Size: 10.3 MB Pros: Um, I guess being able to take screenshots of her ass for your friend next door on an old Apple IIe. Cons: Graphics from the dark ages, awful level design, no mouse control, sounds taken from Tomb Raider 1, her breasts are triangular. This demo really is flat out bad. Bottom Line: If you like to blow shit up and you have the patience to feel up a real flight stick… this game will smell sweeter than yer mom’s tuna casserole.
This review was published on 3DGaming.net on the 26 April 2000, nearly a year after the first Daikatana demo was released. It took a year for the second demo to make its way online, to coincide with the launch date for Daikatana – which hit shelves on 23 May 2000.
“Bake me a Daikatana? That wasn’t funny the first time you said it, and it isn’t funny now.“
Daikatana. It’s a word that makes me very happy when I think about it. And then I think about the half-baked multiplayer demo that was released last year and I wonder why it took so long to make another demo and complete the game. I’m not certain I’ll ever know. But at least I have the recently released demo to sink my teeth into. There’s a great many reviews already on the net that bash it and put it down. I’d like to express a different point of view.
The Single Player Experience
I guess I’ll begin with the single player, since that’s a big part of Daikatana. The single player in the demo is somewhat laughable. Things just happen because they can. There’s very little narrative cohesiveness. If I gave this to Roger Ebert to analyze he’d probably throw his book of movie rules at Romero and inflict a massive paper cut upon him. Things should happen for a reason, not because two people are stuck looking for one another while speaking horribly trite accents.
Although, I will say this much: the demo for Jedi Knight was supposedly horrifyingly bad, and look at how awesome that game turned out to be. Due to my faith in a stable final product, I’ll reserve a final judgement until I obtain a copy of the full game. Storyline aside, the cutscenes, which are rendered via the Quake II engine in-game, are absolutely breathtaking. The Catacomb level has a stunning opening cutscene that I found myself wowed by.
The single player missions are definitely disjointed, since there’s no cohesiveness between the levels. Wheel of Time pulled this same trick with their demo, which in turn caused the demo to be nowhere near as good as the full game. Nonetheless, it still turned out to be a fantastic game.

Provided material:

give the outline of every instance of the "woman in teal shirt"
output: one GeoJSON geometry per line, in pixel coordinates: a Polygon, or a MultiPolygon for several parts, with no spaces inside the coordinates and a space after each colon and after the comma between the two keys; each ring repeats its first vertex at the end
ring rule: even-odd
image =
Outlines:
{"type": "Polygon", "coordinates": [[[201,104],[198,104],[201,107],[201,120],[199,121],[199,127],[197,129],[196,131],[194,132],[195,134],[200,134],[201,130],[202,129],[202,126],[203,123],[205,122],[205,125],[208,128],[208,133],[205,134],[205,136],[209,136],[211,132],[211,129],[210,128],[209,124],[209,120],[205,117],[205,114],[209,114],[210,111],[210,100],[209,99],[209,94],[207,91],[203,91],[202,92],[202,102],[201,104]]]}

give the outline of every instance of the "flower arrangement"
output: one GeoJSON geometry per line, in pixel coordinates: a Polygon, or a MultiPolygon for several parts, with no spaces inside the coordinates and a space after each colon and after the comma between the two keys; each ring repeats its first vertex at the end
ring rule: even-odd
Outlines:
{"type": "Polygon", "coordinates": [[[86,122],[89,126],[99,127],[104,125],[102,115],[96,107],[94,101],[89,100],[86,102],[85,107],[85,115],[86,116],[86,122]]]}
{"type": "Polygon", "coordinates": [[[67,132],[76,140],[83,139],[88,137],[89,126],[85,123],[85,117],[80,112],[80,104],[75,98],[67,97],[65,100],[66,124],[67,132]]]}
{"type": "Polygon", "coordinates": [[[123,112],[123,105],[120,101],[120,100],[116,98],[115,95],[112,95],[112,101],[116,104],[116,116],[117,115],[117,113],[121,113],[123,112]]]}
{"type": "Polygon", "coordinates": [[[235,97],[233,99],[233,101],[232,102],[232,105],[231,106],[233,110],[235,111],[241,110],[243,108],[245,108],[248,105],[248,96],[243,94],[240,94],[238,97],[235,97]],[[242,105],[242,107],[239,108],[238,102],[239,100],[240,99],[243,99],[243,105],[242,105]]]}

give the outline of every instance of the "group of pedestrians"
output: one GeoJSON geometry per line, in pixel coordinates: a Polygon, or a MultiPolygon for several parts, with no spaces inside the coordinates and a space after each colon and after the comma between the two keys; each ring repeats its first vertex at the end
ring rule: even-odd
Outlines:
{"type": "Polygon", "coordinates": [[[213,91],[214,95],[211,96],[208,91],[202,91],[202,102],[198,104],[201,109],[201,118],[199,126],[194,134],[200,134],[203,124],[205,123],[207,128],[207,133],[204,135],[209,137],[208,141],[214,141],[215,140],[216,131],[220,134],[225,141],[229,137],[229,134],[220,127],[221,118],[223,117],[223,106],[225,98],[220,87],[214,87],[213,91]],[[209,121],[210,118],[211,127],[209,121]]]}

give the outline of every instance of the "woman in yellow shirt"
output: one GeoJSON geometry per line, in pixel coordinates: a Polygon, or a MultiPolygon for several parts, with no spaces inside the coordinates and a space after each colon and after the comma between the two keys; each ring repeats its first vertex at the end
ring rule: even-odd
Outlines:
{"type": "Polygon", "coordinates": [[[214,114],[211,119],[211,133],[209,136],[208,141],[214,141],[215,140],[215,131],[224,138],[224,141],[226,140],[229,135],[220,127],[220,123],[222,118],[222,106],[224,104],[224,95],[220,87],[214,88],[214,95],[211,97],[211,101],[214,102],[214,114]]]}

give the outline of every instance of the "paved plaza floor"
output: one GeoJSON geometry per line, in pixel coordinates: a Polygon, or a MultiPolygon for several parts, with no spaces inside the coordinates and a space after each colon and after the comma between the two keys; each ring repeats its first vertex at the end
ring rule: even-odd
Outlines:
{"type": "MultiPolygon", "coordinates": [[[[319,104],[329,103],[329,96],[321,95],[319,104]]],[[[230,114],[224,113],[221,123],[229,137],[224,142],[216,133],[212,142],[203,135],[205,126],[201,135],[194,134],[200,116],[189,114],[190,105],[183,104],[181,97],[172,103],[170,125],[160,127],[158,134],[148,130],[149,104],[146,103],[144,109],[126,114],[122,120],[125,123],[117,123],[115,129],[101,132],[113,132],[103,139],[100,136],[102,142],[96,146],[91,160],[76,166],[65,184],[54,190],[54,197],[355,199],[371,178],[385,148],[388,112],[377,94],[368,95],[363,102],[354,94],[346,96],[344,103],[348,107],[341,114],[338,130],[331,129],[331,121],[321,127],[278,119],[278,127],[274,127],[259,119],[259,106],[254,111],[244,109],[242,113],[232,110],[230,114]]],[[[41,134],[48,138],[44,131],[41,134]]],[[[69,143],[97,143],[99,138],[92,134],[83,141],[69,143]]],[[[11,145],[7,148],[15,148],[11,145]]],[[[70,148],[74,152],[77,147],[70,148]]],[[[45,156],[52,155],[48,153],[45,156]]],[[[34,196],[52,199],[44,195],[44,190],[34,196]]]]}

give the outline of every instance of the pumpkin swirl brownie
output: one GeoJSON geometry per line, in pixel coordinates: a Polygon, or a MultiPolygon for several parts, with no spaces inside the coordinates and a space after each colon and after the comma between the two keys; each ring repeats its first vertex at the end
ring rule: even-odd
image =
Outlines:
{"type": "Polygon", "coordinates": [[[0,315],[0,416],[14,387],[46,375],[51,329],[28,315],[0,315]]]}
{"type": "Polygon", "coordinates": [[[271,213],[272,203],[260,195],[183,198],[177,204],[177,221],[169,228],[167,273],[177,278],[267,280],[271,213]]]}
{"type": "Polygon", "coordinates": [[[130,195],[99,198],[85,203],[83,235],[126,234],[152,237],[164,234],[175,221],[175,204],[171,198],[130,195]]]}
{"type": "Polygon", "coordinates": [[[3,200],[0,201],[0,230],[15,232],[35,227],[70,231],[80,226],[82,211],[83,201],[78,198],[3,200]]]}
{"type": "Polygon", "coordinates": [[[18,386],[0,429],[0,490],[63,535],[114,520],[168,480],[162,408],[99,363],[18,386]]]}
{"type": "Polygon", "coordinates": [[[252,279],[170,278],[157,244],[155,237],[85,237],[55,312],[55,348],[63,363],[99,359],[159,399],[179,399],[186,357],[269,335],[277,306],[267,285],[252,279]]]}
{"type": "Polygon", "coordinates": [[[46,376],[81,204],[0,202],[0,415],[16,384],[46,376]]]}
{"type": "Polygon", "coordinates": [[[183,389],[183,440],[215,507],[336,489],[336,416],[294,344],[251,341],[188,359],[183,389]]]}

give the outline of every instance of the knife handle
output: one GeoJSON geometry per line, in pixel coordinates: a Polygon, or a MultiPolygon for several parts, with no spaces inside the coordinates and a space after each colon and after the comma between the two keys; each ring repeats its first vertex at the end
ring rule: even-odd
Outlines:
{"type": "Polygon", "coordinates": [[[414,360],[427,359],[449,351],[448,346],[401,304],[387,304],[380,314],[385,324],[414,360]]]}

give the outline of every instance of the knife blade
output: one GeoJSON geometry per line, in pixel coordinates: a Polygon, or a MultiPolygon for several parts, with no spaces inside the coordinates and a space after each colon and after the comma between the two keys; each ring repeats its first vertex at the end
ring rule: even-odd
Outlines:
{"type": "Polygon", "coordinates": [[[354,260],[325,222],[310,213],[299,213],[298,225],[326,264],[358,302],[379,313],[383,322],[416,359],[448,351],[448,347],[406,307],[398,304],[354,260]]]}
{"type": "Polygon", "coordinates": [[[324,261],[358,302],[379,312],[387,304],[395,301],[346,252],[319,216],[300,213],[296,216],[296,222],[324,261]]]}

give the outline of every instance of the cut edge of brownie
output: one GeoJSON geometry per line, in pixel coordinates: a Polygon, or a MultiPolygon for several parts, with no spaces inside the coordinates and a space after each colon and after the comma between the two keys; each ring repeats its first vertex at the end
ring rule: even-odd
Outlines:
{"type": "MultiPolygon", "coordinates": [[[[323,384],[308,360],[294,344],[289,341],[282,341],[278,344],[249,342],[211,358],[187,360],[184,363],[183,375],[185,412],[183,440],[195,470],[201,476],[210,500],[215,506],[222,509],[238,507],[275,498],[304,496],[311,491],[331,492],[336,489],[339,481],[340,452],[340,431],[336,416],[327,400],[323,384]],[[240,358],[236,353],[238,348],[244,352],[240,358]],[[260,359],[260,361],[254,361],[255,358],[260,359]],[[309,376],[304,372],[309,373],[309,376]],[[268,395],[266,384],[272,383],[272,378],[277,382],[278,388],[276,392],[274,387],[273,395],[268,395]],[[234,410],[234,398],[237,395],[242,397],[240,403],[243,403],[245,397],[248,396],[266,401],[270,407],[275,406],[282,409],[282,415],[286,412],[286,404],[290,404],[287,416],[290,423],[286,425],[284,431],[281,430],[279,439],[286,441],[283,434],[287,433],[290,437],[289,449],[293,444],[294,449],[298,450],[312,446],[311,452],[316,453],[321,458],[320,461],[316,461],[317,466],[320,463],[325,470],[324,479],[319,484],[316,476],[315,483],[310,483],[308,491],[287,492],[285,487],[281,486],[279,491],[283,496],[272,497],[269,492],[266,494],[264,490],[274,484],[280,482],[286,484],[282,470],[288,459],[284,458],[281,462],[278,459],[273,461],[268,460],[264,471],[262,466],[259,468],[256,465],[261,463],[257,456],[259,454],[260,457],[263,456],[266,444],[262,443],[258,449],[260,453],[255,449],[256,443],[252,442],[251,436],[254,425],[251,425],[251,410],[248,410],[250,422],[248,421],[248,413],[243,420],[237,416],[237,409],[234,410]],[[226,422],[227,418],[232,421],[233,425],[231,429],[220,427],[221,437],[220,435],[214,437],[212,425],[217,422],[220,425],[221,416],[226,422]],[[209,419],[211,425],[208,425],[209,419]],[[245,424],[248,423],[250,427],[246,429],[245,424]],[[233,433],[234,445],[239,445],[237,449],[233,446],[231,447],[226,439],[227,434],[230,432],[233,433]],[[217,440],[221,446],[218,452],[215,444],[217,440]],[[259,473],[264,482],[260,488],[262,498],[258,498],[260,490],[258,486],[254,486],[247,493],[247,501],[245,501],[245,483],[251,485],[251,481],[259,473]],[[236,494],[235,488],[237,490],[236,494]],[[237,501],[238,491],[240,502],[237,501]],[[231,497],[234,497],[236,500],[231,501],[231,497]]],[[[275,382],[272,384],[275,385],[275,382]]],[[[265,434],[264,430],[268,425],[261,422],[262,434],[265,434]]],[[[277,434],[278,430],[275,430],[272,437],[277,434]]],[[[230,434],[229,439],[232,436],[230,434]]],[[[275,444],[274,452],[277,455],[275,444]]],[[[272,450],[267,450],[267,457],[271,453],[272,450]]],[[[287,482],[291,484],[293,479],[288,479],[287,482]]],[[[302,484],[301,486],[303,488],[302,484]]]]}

Task set:
1. In the Daikatana review, on what date did Daikatana reach store shelves?
2. Please write the next part of the Daikatana review, picking up after its last sentence.

Task-by-task outputs:
1. 23 May 2000

2.
Getting back to the topic at hand, there’s a decent bit of exploration to do in single player mode. The entire game felt like series of ‘find the switch and get out’ missions, and I don’t mind this sort of gameplay if this is how the entire game will play out for one giant reason: Variety-akimbo. This sucker is the most diverse fps I’ve seen in a long time. Between the Kyoto time period, Greece, and Norway, I found myself stopping and simply getting a feel for the different weapons and dropping my jaw at the level design, which really does deserve a round of applause. The levels, which are broken up into hubs, are radically different and are dripping with atmosphere and ambiance.
The weapons are a welcome change of pace from pathetic gun, middle range gun, rapid-fire gun, big damn gun, and rocket-launcher-clone gun. Each weapon suited the age in which it was presented. And the weapons are really really fun. I love the Discus of Daedalus; it is such a cool weapon! Believe me when I say that you’ll be using this quite often in the Greek levels. It’s too fun not to!
The Silverclaw is also a very fun weapon. I didn’t think it would work initially, but having it leave little scraping marks upon the wall (which the Daikatana does as well), plus the motion and damage it does, makes for a really fun weapon. Supposedly it’s the only weapon that can kill werewolves during the Norway jaunt. That seems to have changed, at least in the demo, since anything can kill the werewolves, who are absolutely gorgeously modeled. It’s been a while since I’ve seen werewolves in a videogame. I’m proud to say that they’re very well done, as are most of the enemies in the demo.
What about the graphics? I like them. I really like them. More so than Kingpin, more so than Soldier of Fortune. I’d place the graphics in Daikatana right underneath Heretic II, which utilized the Quake II engine better than any other game. Sorry John, you’re number two. On a side note, I’m anxious to see whether or not Anachronox will take the Quake II engine to new heights. It’ll be interesting to see how it turns out. Regardless, the graphics are absolutely adequate for the style of game that Daikatana embodies.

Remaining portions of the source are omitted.